**Given data:**
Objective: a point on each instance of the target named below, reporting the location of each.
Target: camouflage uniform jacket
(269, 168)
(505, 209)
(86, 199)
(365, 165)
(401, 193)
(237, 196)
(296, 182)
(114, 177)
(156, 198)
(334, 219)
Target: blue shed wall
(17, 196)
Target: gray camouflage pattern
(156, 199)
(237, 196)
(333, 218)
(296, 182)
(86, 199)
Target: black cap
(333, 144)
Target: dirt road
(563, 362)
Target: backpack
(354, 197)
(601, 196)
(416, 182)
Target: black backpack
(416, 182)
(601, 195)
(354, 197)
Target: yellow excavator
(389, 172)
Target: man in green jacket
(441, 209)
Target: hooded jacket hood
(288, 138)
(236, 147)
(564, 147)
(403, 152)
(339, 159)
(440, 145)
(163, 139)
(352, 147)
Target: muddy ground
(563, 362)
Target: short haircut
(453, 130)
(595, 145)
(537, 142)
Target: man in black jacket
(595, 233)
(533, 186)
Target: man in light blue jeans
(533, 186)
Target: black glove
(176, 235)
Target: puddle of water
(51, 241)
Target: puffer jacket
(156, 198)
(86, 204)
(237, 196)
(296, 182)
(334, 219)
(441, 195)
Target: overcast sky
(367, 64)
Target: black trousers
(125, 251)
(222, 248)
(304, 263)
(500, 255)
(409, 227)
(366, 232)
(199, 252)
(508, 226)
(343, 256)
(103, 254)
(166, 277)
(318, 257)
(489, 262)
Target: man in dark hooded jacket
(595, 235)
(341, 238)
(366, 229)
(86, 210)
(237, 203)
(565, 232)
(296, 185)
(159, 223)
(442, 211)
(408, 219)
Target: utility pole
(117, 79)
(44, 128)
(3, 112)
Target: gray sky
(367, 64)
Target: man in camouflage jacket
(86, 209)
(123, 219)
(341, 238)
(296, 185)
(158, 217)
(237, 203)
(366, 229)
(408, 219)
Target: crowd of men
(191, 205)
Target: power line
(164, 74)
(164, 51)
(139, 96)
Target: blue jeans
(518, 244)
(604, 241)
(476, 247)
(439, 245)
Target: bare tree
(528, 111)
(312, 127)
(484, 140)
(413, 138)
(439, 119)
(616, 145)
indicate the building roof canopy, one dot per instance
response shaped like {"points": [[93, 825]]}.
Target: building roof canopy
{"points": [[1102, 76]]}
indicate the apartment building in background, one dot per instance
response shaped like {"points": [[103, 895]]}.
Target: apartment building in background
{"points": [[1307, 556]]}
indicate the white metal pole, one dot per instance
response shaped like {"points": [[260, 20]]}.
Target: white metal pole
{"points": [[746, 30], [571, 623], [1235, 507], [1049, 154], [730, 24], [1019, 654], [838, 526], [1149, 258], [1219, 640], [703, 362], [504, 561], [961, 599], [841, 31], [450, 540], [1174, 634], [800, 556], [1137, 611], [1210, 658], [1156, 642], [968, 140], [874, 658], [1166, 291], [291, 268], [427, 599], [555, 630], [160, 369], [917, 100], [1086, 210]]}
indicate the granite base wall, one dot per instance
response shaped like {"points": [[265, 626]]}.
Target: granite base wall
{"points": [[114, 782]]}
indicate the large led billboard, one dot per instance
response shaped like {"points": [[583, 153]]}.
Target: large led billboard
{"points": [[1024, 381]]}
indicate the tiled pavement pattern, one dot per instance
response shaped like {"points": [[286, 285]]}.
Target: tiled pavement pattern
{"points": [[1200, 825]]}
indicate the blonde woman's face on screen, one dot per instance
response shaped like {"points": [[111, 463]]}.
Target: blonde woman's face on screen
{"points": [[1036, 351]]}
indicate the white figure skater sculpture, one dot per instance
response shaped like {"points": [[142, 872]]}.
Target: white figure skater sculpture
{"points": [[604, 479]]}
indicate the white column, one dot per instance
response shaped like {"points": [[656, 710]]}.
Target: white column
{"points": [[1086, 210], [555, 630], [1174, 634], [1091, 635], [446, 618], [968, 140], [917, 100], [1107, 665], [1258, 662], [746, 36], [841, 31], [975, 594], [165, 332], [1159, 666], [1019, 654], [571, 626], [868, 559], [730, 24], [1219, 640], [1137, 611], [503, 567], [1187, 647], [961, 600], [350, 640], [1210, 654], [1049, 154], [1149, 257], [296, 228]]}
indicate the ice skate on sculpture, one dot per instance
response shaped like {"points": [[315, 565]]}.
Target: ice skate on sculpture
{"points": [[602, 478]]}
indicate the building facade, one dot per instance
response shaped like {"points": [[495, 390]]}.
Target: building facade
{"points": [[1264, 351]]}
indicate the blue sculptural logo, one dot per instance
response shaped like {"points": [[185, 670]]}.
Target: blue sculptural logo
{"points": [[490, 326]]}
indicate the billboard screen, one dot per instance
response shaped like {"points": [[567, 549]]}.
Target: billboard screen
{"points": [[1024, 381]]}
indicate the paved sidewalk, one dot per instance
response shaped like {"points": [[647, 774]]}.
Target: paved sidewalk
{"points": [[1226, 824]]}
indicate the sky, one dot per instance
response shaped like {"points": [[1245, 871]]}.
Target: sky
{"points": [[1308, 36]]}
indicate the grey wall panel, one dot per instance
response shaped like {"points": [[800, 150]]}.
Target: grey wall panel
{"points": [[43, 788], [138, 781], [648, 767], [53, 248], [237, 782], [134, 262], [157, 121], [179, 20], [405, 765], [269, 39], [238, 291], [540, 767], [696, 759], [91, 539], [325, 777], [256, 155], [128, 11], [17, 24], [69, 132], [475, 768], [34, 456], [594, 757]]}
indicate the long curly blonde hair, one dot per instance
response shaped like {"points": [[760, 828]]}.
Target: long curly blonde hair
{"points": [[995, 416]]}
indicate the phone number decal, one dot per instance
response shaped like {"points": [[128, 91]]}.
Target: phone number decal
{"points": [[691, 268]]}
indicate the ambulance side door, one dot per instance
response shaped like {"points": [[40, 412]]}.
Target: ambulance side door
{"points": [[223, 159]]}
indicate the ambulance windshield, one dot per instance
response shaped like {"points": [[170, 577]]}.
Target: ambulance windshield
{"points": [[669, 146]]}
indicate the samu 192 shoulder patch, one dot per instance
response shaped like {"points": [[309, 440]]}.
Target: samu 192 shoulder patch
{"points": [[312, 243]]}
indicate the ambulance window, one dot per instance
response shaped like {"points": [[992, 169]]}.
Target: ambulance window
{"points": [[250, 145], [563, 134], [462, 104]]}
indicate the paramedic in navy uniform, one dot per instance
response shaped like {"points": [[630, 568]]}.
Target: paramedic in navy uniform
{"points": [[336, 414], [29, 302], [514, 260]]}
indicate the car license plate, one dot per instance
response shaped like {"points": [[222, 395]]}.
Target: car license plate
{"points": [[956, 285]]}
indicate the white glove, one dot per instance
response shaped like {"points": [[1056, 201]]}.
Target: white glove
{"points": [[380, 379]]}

**Problem to work on:** Please copy out every line shown above, exactly.

**Output of the exercise:**
Objective: a point on each instance of the target named below, reporting the location of each.
Target: camouflage uniform jacket
(269, 168)
(505, 209)
(86, 199)
(365, 165)
(401, 193)
(237, 196)
(296, 182)
(114, 177)
(156, 198)
(334, 219)
Target: blue shed wall
(17, 196)
Target: gray camouflage pattern
(156, 199)
(237, 196)
(333, 218)
(296, 182)
(86, 199)
Target: black cap
(333, 144)
Target: dirt road
(563, 362)
Target: backpack
(354, 197)
(601, 196)
(416, 182)
Target: black backpack
(416, 182)
(601, 195)
(354, 197)
Target: yellow excavator
(389, 172)
Target: man in green jacket
(441, 209)
Target: hooded jacket hood
(288, 138)
(236, 147)
(564, 147)
(403, 152)
(339, 159)
(440, 145)
(163, 139)
(352, 147)
Target: muddy ground
(563, 362)
Target: short haircut
(453, 130)
(595, 145)
(537, 142)
Target: man in black jacket
(595, 233)
(533, 186)
Target: man in light blue jeans
(533, 186)
Target: black glove
(176, 235)
Target: puddle of water
(51, 241)
Target: puffer jacket
(156, 198)
(86, 204)
(237, 196)
(296, 182)
(334, 219)
(441, 195)
Target: overcast sky
(367, 64)
Target: black trousers
(125, 251)
(222, 248)
(304, 263)
(500, 255)
(409, 227)
(366, 232)
(199, 252)
(508, 226)
(343, 256)
(103, 254)
(166, 277)
(318, 257)
(489, 262)
Target: man in dark hooded jacket
(595, 235)
(341, 238)
(366, 229)
(86, 210)
(237, 203)
(565, 232)
(296, 185)
(159, 223)
(442, 211)
(408, 219)
Target: utility pole
(117, 79)
(44, 128)
(3, 112)
Target: gray sky
(367, 64)
Target: man in camouflage jacket
(86, 209)
(123, 219)
(341, 238)
(296, 185)
(158, 217)
(237, 203)
(366, 229)
(408, 219)
Target: crowd of men
(191, 205)
Target: power line
(164, 74)
(164, 51)
(139, 96)
Target: blue jeans
(518, 244)
(604, 241)
(476, 247)
(439, 245)
Target: bare tree
(528, 111)
(312, 127)
(484, 140)
(413, 138)
(439, 119)
(616, 145)
indicate the building roof canopy, one dot per instance
response shaped like {"points": [[93, 825]]}.
Target: building roof canopy
{"points": [[1102, 76]]}
indicate the apartment building in background, one dot per instance
response shaped like {"points": [[103, 895]]}.
Target: apartment building in background
{"points": [[1307, 556]]}
indicate the white metal pole, one dot per instance
response shaped like {"points": [[260, 20]]}.
Target: white metal pole
{"points": [[746, 30], [571, 623], [1235, 507], [1049, 154], [730, 24], [1019, 654], [838, 526], [1149, 258], [1219, 640], [703, 362], [504, 561], [961, 599], [841, 31], [450, 540], [1174, 634], [800, 556], [1137, 611], [1210, 658], [1156, 642], [968, 140], [874, 658], [1166, 291], [291, 268], [427, 599], [555, 630], [160, 369], [917, 100], [1086, 210]]}
indicate the granite base wall, one dot per instance
response shaped like {"points": [[265, 626]]}.
Target: granite base wall
{"points": [[114, 782]]}
indicate the large led billboard, one dot per instance
response shaped like {"points": [[583, 153]]}.
Target: large led billboard
{"points": [[1024, 381]]}
indicate the tiled pavement pattern, one dot per instance
response shaped like {"points": [[286, 285]]}.
Target: tiled pavement pattern
{"points": [[1200, 825]]}
indicate the blonde woman's face on screen, one dot per instance
response shaped like {"points": [[111, 463]]}.
Target: blonde woman's face on screen
{"points": [[1036, 351]]}
indicate the white figure skater sculpture, one dot per instance
response shaped like {"points": [[142, 872]]}.
Target: white figure skater sculpture
{"points": [[604, 479]]}
indicate the white column, one dot per instance
response shaped like {"points": [[656, 710]]}.
Target: white column
{"points": [[1086, 210], [555, 630], [1174, 634], [1091, 635], [446, 618], [968, 140], [917, 100], [1107, 665], [1258, 662], [746, 36], [841, 31], [975, 594], [165, 332], [1159, 666], [1019, 654], [571, 626], [868, 559], [730, 24], [1219, 640], [1137, 611], [503, 567], [1187, 647], [961, 600], [350, 640], [1210, 654], [1049, 154], [1149, 257], [296, 228]]}
indicate the ice skate on sculpture, one dot per instance
response shaped like {"points": [[315, 565]]}.
Target: ice skate on sculpture
{"points": [[602, 478]]}
indicate the building facade, one dot per instance
response shaped like {"points": [[495, 390]]}.
Target: building facade
{"points": [[1264, 351]]}
indicate the blue sculptural logo, one dot per instance
response shaped like {"points": [[185, 670]]}.
Target: blue sculptural logo
{"points": [[490, 326]]}
indicate the billboard screen, one dot per instance
response shaped like {"points": [[567, 549]]}.
Target: billboard screen
{"points": [[1024, 381]]}
indicate the paved sidewalk, one dot per instance
response shaped like {"points": [[647, 774]]}.
Target: paved sidewalk
{"points": [[1226, 824]]}
indicate the sky, one dot per instance
response shaped like {"points": [[1245, 871]]}.
Target: sky
{"points": [[1308, 36]]}
indicate the grey wall panel, one dot per instance
response shaped like {"points": [[800, 150]]}.
Target: grey wall panel
{"points": [[43, 788], [138, 781], [648, 767], [53, 248], [237, 782], [134, 262], [157, 121], [179, 20], [405, 765], [269, 39], [238, 291], [540, 767], [696, 759], [91, 539], [325, 777], [256, 155], [128, 11], [17, 24], [69, 132], [475, 768], [34, 456], [594, 757]]}
indicate the long curly blonde hair, one dot per instance
response shaped like {"points": [[760, 828]]}.
Target: long curly blonde hair
{"points": [[995, 416]]}
indicate the phone number decal, one dot per instance
response shaped like {"points": [[128, 91]]}.
Target: phone number decal
{"points": [[691, 268]]}
indicate the ambulance side door, one dot per instance
response shaped like {"points": [[40, 412]]}.
Target: ambulance side door
{"points": [[223, 159]]}
indicate the ambulance windshield, one dot per instance
response shaped like {"points": [[170, 577]]}.
Target: ambulance windshield
{"points": [[669, 146]]}
indicate the samu 192 shoulder patch, one dot per instance
response shaped like {"points": [[309, 440]]}.
Target: samu 192 shoulder patch
{"points": [[312, 243]]}
indicate the ambulance window, one dot per instance
response shaped like {"points": [[992, 169]]}.
Target: ambulance window
{"points": [[250, 145], [563, 134], [462, 104]]}
indicate the paramedic in navy uniform, one dot per instance
response shaped like {"points": [[630, 568]]}.
Target: paramedic in navy uniform
{"points": [[336, 414], [29, 302], [514, 260]]}
indicate the car license plate, one dot per instance
response shaped like {"points": [[222, 395]]}.
Target: car license plate
{"points": [[956, 285]]}
indicate the white glove, one dot per instance
response shaped like {"points": [[1056, 201]]}.
Target: white glove
{"points": [[380, 379]]}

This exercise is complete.